THE INPUT:
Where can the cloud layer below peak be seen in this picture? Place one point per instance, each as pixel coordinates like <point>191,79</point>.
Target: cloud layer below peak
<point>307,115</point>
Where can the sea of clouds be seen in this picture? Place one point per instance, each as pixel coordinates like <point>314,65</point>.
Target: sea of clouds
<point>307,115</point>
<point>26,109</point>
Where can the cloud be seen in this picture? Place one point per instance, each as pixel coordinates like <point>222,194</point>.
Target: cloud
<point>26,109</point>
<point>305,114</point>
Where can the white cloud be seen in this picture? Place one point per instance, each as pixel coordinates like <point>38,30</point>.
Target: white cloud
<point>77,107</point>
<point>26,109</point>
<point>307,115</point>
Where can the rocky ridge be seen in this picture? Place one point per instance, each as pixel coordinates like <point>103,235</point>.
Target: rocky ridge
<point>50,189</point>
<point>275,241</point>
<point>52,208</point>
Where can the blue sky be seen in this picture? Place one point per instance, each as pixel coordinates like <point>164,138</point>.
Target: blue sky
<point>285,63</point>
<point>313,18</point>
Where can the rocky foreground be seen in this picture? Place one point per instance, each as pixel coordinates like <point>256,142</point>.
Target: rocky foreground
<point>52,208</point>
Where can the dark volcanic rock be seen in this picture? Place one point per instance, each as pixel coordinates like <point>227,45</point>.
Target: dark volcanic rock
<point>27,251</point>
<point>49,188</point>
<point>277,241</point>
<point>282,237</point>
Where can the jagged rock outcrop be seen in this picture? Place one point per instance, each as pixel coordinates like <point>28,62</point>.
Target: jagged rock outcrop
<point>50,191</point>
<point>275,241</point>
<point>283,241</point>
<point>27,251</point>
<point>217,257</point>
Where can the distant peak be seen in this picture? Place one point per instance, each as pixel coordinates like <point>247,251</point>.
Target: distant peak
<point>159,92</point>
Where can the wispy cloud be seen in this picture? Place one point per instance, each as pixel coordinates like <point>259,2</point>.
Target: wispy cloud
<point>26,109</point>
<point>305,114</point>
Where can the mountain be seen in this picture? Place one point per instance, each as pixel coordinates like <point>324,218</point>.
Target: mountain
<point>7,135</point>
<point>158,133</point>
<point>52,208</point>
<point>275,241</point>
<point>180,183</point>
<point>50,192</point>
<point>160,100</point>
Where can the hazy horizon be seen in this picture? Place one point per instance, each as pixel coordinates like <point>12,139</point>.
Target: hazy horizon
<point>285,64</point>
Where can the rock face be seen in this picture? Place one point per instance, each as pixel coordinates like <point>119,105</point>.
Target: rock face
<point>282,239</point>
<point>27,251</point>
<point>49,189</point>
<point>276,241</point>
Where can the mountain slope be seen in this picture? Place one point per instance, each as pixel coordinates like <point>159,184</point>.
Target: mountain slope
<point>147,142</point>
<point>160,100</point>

---

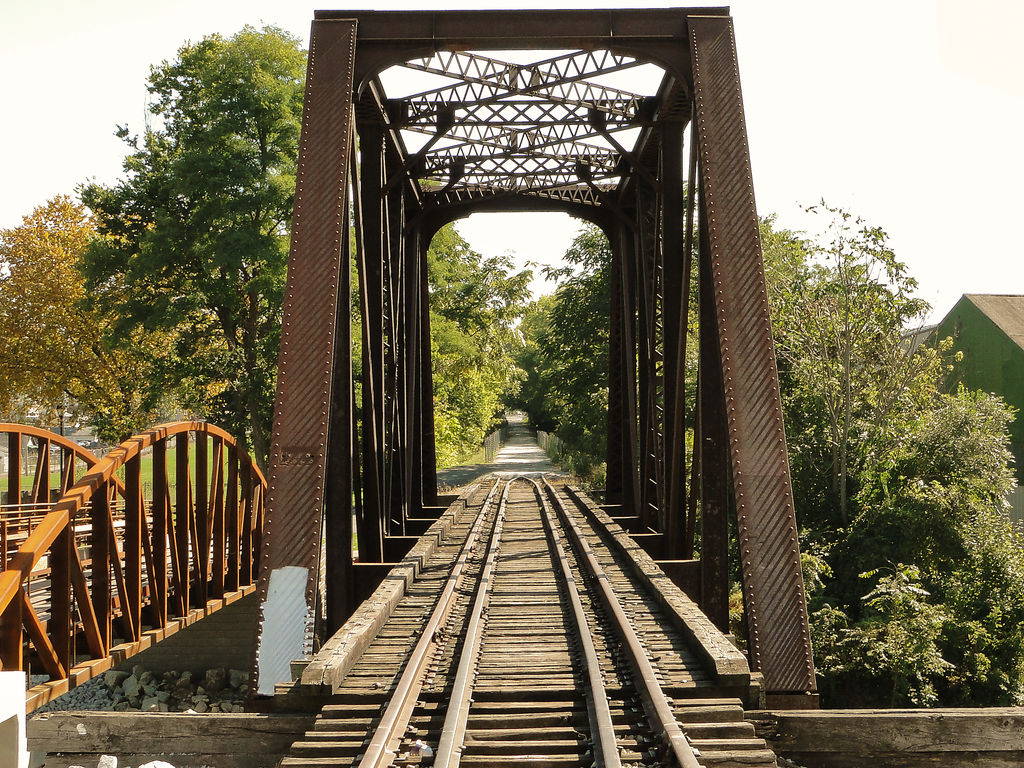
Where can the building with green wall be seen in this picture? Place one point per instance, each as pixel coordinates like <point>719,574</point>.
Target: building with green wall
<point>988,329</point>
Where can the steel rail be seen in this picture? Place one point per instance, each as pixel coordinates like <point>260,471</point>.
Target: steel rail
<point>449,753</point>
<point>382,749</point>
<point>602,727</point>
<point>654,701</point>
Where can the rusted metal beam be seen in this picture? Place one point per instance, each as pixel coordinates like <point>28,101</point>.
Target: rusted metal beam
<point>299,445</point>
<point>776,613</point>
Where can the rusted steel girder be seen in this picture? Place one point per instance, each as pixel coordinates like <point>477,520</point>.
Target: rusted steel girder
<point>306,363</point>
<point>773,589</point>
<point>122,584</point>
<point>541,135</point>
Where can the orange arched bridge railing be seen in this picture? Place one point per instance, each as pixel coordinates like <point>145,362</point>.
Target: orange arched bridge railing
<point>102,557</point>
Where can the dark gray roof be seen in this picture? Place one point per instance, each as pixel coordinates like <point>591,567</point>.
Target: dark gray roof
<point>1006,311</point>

==

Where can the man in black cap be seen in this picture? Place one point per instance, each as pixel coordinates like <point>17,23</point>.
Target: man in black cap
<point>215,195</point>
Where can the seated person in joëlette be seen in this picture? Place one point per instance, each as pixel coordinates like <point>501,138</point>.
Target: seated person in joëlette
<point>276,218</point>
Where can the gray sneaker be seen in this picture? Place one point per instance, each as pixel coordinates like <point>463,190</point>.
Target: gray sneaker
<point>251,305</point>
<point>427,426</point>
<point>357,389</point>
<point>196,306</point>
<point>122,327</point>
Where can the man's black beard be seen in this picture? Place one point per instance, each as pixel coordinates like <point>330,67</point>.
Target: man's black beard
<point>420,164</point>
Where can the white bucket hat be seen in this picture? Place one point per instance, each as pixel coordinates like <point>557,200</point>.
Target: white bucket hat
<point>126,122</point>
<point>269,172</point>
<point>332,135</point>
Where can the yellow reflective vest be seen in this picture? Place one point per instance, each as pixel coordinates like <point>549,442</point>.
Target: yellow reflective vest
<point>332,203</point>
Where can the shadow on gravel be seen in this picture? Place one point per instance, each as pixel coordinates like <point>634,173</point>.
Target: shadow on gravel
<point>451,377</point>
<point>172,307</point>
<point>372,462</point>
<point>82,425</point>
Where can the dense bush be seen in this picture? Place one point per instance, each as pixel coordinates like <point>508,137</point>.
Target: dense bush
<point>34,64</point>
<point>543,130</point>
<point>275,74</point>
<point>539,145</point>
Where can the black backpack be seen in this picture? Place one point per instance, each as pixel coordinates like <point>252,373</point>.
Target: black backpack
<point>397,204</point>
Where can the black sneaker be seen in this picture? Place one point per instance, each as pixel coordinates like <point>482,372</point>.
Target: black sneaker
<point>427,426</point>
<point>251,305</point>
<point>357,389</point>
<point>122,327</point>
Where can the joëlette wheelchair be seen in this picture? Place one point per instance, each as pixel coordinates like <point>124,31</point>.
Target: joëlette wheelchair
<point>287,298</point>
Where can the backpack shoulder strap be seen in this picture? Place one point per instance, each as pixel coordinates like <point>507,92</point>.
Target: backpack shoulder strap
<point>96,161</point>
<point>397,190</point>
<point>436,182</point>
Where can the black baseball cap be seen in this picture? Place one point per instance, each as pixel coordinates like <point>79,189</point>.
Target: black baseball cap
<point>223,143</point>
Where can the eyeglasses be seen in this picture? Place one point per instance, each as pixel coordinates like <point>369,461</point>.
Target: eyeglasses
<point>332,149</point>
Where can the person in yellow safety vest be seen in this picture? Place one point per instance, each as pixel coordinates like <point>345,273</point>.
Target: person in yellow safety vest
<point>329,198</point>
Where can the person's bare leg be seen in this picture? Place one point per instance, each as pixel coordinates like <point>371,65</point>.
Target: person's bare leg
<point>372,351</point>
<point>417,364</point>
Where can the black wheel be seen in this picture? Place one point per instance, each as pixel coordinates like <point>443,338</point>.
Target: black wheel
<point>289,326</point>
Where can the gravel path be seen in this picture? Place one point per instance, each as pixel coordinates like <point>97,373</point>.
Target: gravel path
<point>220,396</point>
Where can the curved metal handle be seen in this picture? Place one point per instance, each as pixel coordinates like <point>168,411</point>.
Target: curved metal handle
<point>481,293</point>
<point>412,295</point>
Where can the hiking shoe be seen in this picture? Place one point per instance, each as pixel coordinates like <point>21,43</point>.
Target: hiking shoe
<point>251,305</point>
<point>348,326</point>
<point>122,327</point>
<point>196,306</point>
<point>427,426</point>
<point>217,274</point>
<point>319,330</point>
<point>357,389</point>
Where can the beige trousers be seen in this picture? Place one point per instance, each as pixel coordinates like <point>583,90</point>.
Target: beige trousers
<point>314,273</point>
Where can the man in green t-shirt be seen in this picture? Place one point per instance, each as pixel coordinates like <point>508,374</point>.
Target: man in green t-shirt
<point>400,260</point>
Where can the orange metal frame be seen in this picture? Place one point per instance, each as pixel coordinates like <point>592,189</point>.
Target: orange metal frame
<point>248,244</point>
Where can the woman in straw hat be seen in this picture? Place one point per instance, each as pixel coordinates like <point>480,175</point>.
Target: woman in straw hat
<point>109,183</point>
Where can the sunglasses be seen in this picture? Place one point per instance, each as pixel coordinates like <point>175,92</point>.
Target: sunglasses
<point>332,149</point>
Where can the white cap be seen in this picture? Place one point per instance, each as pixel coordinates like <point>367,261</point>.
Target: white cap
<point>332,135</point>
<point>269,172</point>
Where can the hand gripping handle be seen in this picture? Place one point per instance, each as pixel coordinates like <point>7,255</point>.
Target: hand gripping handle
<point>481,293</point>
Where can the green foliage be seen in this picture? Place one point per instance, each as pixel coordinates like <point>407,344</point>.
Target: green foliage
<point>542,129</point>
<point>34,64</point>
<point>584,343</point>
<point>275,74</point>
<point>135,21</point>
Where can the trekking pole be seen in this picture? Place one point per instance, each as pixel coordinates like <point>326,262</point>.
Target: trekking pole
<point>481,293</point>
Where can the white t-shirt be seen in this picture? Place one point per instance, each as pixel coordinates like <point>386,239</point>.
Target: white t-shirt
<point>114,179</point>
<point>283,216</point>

EXERCISE: Report in full every line of the material above that contains the word "distant". Case counts.

EXPECTED ANSWER:
Where can the distant peak be seen in this picture? Place one point per instance, each as pixel coordinates like <point>247,251</point>.
Target: distant peak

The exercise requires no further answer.